**Your objective**
Lines before the one containing "the white house." are left out; return that line and all lines after it, exactly, through the end of the records below.

##### Information provided

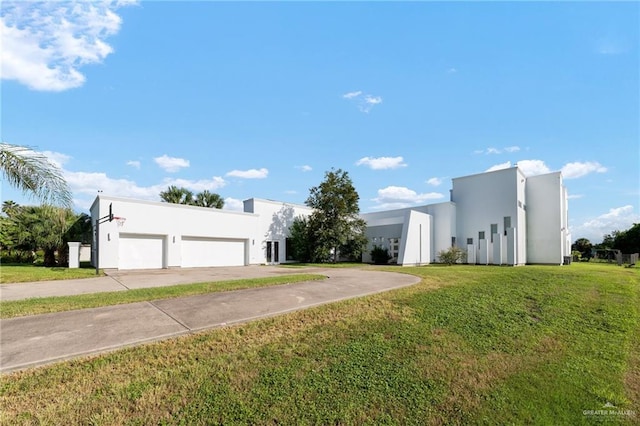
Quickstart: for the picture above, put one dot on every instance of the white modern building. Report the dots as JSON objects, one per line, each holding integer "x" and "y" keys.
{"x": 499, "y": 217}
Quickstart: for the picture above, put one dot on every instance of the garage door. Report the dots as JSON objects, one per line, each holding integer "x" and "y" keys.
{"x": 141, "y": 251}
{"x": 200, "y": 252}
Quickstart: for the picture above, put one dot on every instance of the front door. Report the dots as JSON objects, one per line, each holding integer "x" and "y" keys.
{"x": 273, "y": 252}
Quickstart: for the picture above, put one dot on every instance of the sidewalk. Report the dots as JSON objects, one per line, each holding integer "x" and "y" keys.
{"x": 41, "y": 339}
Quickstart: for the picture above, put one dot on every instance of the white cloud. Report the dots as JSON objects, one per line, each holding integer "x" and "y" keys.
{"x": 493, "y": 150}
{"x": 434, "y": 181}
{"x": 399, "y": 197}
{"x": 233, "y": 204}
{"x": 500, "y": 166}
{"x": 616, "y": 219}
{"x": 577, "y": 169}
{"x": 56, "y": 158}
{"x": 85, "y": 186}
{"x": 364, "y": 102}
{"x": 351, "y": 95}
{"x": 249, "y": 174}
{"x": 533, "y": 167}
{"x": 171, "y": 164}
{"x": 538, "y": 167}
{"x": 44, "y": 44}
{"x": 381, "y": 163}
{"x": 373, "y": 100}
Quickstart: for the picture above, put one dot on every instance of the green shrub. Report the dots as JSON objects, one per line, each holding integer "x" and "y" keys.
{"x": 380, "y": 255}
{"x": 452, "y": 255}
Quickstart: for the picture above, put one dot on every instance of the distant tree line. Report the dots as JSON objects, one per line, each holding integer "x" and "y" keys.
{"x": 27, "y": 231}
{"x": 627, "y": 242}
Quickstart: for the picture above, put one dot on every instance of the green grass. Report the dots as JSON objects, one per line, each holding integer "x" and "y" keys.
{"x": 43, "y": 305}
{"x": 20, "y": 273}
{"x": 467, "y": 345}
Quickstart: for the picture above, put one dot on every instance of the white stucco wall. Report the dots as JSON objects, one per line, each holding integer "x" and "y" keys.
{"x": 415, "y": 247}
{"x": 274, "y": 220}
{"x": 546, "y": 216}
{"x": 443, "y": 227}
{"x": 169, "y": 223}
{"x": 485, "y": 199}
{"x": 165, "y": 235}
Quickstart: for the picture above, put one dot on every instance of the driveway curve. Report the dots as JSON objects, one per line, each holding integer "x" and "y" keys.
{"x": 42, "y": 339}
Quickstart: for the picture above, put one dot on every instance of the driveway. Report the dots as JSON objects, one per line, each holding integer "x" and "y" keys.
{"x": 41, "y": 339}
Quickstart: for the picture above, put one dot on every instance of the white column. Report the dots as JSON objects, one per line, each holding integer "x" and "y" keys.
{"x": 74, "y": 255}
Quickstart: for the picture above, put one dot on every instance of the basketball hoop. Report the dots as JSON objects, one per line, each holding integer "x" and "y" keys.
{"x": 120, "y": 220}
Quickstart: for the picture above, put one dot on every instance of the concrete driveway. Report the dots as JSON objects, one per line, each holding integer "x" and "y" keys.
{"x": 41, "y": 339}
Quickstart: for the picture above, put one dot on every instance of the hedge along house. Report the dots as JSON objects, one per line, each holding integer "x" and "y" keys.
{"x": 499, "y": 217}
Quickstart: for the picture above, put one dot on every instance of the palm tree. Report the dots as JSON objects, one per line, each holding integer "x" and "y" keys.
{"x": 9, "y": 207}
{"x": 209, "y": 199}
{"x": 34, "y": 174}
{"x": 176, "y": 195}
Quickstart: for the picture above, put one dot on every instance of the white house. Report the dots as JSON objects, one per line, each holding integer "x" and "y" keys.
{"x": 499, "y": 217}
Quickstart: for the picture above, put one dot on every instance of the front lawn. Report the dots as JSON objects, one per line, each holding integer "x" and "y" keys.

##########

**Result below**
Quickstart: for the picture above, put one dot on every instance of the white house. Report the dots as JSON objects, one per line, each holding integer "x" and "y" keys.
{"x": 499, "y": 217}
Quickstart: for the picture above, put one dot on every instance of the front lawn. Report the dots as JSON objects, one per line, each holding integer "x" and "y" keys.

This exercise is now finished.